*** Records for the exercise Section Begins ***

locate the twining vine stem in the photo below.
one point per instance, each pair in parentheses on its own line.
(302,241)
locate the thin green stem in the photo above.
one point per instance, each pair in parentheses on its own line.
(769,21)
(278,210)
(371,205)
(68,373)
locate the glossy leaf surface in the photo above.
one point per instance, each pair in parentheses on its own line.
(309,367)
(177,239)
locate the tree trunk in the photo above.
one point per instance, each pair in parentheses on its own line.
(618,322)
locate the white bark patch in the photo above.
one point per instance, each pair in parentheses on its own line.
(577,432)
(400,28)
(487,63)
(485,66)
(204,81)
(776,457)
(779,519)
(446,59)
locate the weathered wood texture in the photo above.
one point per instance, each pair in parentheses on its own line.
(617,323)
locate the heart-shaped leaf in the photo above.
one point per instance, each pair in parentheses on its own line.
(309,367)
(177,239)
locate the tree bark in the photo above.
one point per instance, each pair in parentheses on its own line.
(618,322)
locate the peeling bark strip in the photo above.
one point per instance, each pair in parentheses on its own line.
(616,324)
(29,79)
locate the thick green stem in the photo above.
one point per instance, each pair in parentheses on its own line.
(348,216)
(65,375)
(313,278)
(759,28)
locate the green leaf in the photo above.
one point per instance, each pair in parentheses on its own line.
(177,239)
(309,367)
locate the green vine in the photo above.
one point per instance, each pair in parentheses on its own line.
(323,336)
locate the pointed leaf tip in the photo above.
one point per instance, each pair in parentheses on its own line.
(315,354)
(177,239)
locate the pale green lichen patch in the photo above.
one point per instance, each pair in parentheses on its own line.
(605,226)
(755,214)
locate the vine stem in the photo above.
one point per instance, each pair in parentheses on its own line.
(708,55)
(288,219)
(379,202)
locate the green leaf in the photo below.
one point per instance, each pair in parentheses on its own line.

*** Records for the exercise Section Ends ***

## Your assignment:
For each line above that contains the word "green", copy that line.

## Response for this exercise:
locate the thin green stem in the photo above.
locate the thick green stem in the photo above.
locate the green leaf in the photo above.
locate the green vine in the photo above.
locate the pale green lichen patch in the photo above.
locate the green leaf in the photo below.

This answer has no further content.